◆ WHAT YOU HAVE TO DO
State how many lines of the items below contain the string "glass". Case counts; reply with the number alone.

◆ PROVIDED ENTRIES
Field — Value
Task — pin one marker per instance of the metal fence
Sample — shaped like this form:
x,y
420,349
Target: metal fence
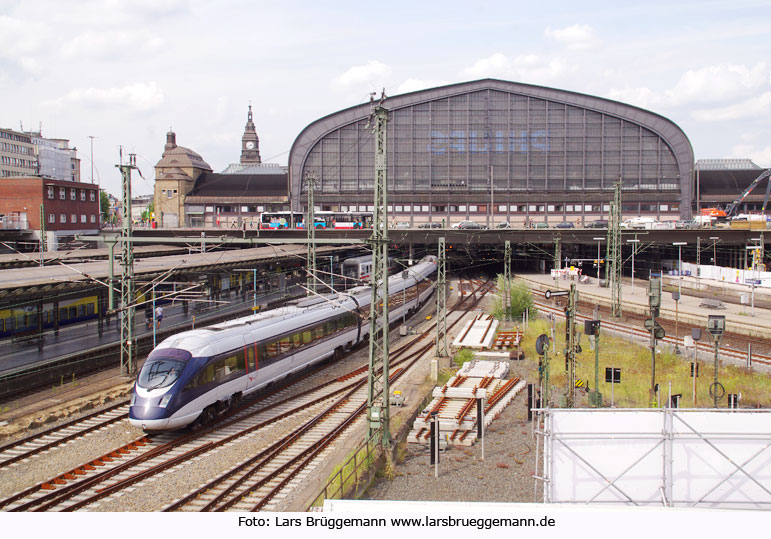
x,y
659,457
354,474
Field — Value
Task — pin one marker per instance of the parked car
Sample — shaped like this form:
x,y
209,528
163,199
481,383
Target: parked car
x,y
467,225
598,223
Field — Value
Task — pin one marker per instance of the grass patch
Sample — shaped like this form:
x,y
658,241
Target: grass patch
x,y
634,360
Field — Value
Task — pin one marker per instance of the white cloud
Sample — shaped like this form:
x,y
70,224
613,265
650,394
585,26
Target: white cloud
x,y
21,41
719,82
527,68
373,72
759,155
141,96
710,84
109,44
412,85
749,108
576,37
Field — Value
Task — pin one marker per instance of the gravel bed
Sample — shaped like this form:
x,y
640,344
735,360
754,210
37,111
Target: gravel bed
x,y
505,475
64,458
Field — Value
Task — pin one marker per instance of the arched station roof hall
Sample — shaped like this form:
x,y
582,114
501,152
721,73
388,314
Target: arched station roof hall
x,y
551,155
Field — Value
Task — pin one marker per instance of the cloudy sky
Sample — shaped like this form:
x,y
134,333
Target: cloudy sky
x,y
125,71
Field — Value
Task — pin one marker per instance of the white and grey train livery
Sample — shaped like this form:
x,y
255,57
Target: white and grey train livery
x,y
197,374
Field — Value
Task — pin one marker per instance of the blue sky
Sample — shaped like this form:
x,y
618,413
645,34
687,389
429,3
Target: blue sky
x,y
125,71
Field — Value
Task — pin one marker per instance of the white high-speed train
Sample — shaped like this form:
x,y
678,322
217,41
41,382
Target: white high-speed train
x,y
197,374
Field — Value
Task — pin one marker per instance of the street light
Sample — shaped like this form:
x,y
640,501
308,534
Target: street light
x,y
679,283
254,285
679,245
598,240
714,249
634,243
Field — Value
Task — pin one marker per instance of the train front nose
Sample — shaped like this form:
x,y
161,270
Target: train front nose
x,y
145,415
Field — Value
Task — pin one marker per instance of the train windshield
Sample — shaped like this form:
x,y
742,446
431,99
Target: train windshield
x,y
159,372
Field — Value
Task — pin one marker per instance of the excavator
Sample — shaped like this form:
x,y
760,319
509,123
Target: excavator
x,y
730,210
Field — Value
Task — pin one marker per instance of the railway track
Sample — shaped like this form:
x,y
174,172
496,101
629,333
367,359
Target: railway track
x,y
641,333
247,483
40,442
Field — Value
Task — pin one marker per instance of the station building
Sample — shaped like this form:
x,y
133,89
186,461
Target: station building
x,y
493,151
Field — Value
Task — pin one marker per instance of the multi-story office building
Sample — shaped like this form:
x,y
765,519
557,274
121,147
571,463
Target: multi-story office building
x,y
17,154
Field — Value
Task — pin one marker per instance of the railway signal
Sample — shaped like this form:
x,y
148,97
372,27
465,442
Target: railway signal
x,y
716,328
553,294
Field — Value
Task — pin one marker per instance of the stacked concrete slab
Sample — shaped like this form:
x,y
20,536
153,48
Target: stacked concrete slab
x,y
455,402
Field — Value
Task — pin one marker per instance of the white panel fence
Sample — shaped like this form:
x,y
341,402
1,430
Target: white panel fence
x,y
657,457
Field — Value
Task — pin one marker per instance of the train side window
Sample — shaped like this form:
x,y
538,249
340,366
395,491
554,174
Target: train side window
x,y
250,357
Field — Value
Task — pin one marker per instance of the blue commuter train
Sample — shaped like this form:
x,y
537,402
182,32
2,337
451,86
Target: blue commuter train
x,y
195,375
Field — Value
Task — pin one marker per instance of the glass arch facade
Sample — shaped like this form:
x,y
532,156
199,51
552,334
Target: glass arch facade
x,y
545,157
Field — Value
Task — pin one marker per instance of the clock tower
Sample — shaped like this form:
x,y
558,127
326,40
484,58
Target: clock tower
x,y
250,143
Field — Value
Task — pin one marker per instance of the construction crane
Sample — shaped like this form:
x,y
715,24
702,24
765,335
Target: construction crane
x,y
730,210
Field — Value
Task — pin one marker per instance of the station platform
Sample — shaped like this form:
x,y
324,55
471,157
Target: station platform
x,y
690,309
82,337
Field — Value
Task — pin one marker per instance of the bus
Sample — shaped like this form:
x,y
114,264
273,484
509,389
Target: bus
x,y
345,219
280,219
324,219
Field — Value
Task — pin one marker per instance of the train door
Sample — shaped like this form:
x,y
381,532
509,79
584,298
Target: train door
x,y
251,358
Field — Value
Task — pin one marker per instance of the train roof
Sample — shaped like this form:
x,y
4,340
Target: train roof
x,y
358,259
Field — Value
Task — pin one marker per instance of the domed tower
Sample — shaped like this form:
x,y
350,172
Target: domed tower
x,y
250,143
175,176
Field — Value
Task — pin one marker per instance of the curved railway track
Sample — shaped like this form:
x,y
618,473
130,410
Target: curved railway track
x,y
244,484
40,442
640,333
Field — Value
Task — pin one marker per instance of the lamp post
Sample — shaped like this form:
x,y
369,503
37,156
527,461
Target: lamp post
x,y
714,249
679,283
598,240
679,245
634,243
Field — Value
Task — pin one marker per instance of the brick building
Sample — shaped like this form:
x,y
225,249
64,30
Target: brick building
x,y
69,207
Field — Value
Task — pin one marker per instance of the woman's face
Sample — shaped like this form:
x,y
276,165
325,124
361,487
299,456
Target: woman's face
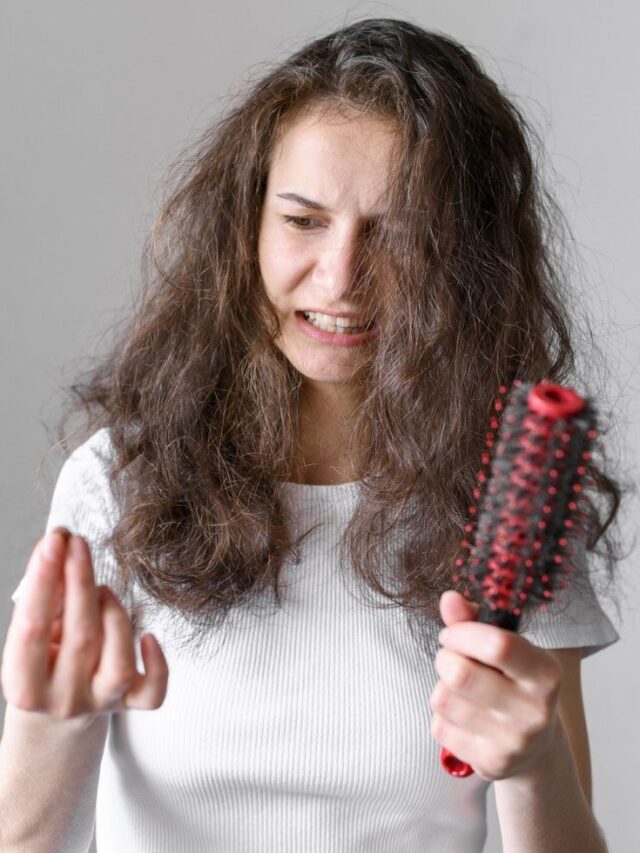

◆ PROBLEM SOLUTION
2